## GIVEN INSTRUCTION 1
From the data loading tutorial, give the passage from "This tutorial explains" to "full workflow here." again, swapping "training instance" for "training machine".

─── EXCERPT ───

Faster Training Data Loading#

This tutorial explains how you can use the Skyplane API to quickly download data from an object store located in a different region or cloud than your training instance. See full workflow here.

Large-scale machine learning (ML) training typically includes a step for acquiring training data. The following example illustrates an ML workflow where the original ImageNet data is stored in an S3 bucket in the US-East-1 region.

Remote vs. Local Regions#

Say that you have a VM for running training jobs in an AWS region, us-west-2. Reading data from a same-region S3 bucket will be very fast and free. However, if your data is in another region or cloud provider, read the data will be much slower and also charge you per-GB egress fees. In this tutorial, we assume that our data is in a bucket in us-east-1 (the remote region), but we are running training from another region us-west-2 (the local region).

Reading data from S3#

Directly reading data from S3 can be convinient to avoid having to download your entire dataset before starting to train. In this tutorial, we create an ImageNetS3 dataset that extends AWS’s S3IterableDataset object.

import skyplane
import torch  
import torchvision.transforms as transforms  
from torch.utils.data import IterableDataset, DataLoader  
from awsio.python.lib.io.s3.s3dataset import S3IterableDataset  

class ImageNetS3(IterableDataset):
    def __init__(self, url_list, shuffle_urls=True):
        self.s3_iter_dataset = S3IterableDataset(url_list, shuffle_urls)
        self.transform = transforms.Compose(
            [
                transforms.RandomResizedCrop(224),
                transforms.RandomHorizontalFlip(),
                transforms.ToTensor(),
                transforms.Normalize((0.485, 0.456, 0.406), (0.229, 0.224, 0.225)),
            ]
        )

    def data_generator(self):
        try:
            while True:
                # Based on aplhabetical order of files sequence of label and image will change.
                # e.g. for files 0186304.cls 0186304.jpg, 0186304.cls will be fetched first
                _, label_fobj = next(self.s3_iter_dataset_iterator)
                _, image_fobj = next(self.s3_iter_dataset_iterator)
                label = int(label_fobj)
                image_np = Image.open(io.BytesIO(image_fobj)).convert("RGB")

                # Apply torch visioin transforms if provided
                if self.transform is not None:
                    image_np = self.transform(image_np)
                yield image_np, label

        except StopIteration:
            return

We can create a data loader with the data located in our remote bucket:

    remote_bucket_url = "s3://us-east-1-bucket" 
    data_urls = [
        (remote_bucket_url + "/" if not remote_bucket_url.endswith("/") else remote_bucket_url) + f"imagenet-train-{i:06d}.tar"
        for i in range(100)
    ]
    dataset = ImageNetS3(data_urls)
    train_loader = DataLoader(dataset, batch_size=256, num_workers=2)

However, the latency of this dataloader will be very high and likely degrade training performance.

───

## GIVEN INSTRUCTION 2
List each line in the dataset rows below that includes the string "teapot".

─── DATA SHOWN ───

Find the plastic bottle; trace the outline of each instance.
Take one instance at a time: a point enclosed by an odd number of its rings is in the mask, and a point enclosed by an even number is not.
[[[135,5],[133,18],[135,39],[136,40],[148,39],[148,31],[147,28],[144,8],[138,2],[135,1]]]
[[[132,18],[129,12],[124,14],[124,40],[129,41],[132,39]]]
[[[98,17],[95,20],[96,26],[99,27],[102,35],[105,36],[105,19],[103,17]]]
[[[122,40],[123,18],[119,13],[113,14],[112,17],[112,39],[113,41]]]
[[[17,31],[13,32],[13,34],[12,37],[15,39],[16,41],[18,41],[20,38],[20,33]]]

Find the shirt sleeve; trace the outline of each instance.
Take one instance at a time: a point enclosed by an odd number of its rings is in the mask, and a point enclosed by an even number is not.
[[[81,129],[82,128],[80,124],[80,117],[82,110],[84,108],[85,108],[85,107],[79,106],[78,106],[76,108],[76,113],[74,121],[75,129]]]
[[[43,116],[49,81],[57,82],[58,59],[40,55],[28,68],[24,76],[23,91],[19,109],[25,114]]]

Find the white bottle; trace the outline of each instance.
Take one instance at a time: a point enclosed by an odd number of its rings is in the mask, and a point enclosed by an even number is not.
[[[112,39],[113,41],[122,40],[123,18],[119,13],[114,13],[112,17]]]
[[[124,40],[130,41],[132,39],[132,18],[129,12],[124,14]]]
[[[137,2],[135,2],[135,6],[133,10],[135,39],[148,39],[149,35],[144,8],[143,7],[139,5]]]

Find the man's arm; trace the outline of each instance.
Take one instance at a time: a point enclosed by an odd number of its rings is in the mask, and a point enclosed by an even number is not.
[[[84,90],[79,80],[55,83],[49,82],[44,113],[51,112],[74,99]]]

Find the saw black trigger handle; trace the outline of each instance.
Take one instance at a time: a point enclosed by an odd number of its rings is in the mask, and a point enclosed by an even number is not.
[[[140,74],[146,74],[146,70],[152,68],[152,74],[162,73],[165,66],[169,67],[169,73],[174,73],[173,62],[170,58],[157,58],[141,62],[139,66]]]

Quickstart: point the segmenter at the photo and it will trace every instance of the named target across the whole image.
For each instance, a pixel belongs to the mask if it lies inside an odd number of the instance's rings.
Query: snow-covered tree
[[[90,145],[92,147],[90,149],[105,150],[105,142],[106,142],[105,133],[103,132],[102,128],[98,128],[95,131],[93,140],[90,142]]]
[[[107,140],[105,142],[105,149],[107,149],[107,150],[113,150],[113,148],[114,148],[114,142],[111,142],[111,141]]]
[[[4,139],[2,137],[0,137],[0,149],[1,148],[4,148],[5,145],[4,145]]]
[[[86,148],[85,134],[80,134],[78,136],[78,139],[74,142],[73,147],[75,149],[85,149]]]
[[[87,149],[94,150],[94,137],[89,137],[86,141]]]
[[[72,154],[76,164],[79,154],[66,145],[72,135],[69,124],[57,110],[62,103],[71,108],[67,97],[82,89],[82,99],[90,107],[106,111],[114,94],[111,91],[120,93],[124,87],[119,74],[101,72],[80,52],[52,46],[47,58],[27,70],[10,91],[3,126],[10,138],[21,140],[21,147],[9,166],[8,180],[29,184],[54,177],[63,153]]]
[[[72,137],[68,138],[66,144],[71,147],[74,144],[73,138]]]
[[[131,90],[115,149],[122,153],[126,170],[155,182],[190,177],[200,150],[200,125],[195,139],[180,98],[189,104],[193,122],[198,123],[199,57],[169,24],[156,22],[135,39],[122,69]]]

───
─── DATA SHOWN ───

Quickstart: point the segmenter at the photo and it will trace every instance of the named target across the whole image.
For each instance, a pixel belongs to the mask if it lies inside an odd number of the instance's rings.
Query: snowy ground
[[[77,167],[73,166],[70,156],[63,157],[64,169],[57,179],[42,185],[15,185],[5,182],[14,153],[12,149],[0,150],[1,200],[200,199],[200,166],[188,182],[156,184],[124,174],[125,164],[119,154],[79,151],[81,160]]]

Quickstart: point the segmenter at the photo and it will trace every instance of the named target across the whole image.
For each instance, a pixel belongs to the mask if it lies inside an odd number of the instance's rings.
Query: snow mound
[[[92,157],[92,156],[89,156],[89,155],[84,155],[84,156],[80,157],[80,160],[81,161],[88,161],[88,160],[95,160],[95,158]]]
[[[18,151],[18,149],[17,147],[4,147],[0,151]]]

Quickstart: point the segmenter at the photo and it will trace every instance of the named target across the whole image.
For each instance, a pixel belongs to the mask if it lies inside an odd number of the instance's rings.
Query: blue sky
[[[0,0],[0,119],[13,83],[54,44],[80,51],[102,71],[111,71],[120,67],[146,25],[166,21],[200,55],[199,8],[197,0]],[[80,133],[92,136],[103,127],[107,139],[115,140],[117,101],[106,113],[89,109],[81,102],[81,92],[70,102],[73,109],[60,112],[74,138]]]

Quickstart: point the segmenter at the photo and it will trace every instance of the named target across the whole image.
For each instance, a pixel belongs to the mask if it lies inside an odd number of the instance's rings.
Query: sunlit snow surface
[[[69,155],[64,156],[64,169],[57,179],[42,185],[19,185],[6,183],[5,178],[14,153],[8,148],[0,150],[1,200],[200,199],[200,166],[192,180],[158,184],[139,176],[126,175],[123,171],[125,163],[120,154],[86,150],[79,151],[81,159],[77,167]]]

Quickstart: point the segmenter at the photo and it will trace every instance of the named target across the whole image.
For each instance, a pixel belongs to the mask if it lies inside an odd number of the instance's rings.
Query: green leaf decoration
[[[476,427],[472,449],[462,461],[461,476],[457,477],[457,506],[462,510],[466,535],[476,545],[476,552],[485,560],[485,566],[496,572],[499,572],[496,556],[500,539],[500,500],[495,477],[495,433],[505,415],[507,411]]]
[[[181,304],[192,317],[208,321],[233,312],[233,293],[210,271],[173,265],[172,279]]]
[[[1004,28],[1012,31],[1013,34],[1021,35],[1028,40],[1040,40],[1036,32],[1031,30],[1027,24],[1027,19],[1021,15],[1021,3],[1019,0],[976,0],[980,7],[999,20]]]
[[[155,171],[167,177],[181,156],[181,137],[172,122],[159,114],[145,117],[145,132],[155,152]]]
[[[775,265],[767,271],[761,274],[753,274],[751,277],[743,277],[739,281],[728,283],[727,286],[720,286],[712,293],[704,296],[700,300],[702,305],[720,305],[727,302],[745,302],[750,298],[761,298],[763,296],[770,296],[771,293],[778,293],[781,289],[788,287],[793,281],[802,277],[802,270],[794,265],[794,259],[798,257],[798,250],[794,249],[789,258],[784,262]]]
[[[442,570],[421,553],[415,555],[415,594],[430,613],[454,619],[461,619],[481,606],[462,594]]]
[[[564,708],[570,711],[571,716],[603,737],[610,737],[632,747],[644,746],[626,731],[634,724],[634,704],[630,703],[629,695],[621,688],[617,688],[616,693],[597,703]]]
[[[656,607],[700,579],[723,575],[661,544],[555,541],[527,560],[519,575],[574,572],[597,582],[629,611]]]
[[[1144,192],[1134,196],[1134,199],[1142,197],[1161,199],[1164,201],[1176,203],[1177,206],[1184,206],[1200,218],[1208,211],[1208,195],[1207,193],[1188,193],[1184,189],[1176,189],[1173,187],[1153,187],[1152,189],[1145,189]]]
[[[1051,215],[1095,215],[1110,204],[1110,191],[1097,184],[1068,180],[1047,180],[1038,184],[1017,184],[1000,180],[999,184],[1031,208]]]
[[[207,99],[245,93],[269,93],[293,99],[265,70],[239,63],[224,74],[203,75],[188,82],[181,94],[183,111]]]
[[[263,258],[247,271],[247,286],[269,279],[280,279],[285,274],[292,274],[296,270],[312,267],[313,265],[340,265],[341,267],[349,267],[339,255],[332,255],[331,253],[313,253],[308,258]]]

───
─── DATA SHOWN ───

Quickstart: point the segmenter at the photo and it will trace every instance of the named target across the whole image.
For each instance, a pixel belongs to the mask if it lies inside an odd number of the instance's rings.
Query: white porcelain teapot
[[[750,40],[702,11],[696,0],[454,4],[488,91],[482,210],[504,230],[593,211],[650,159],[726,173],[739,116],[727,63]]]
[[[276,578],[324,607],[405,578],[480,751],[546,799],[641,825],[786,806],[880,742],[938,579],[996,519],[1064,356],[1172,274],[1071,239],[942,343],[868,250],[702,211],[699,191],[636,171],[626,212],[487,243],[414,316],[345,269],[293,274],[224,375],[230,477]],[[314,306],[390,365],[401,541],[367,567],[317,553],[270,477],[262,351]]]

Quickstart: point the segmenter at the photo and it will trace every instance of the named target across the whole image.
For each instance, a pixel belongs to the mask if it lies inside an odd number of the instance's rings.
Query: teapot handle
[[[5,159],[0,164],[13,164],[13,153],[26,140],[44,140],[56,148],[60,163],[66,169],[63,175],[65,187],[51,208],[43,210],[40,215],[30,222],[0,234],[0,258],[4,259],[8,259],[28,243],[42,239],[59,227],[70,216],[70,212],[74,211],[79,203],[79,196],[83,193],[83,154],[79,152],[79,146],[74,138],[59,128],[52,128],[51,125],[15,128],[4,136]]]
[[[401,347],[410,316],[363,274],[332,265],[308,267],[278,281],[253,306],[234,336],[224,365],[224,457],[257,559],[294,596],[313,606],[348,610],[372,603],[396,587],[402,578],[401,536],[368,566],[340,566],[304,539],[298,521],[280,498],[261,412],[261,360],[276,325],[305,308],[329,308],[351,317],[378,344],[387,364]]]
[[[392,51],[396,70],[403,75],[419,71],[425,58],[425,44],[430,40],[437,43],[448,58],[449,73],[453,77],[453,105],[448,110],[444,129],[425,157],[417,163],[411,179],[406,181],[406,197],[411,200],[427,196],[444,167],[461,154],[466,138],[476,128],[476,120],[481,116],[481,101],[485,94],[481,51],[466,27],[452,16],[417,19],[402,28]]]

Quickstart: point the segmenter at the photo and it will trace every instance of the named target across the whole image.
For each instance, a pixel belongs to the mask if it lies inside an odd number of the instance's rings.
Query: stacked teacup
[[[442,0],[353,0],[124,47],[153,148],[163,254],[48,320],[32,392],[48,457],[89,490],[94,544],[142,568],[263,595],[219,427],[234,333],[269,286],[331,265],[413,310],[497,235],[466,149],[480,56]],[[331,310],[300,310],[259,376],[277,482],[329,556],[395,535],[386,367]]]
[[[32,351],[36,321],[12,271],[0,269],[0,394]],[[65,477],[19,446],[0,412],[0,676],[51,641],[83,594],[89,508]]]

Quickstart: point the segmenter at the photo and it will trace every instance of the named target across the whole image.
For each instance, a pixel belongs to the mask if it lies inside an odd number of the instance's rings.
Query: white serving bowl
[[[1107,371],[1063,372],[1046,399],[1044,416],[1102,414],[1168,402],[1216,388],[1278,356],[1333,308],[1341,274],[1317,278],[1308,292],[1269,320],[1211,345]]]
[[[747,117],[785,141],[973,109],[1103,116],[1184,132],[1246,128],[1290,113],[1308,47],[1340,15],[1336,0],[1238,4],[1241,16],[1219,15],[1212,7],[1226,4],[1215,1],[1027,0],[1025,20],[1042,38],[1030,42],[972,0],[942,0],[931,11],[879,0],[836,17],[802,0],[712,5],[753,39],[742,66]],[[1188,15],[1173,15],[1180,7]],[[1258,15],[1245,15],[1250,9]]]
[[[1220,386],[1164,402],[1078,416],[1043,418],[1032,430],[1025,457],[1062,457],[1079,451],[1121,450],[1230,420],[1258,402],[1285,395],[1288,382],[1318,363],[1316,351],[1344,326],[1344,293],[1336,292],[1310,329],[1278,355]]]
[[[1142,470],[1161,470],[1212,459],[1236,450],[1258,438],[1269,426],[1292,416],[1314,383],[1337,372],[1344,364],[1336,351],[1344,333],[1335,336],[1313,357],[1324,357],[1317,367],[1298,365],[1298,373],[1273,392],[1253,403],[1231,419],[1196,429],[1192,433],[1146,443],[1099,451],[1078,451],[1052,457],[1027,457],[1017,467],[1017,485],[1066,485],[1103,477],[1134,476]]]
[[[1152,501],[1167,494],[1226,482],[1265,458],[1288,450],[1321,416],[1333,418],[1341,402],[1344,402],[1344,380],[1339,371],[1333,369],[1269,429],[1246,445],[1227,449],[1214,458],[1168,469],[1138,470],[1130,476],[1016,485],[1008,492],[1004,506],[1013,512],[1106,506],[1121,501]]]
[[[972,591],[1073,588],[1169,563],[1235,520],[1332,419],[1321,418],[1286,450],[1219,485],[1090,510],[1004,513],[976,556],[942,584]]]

───

## EXPECTED OUTPUT 1
This tutorial explains how you can use the Skyplane API to quickly download data from an object store located in a different region or cloud than your training machine. See full workflow here.

## EXPECTED OUTPUT 2
Query: white porcelain teapot
Query: teapot handle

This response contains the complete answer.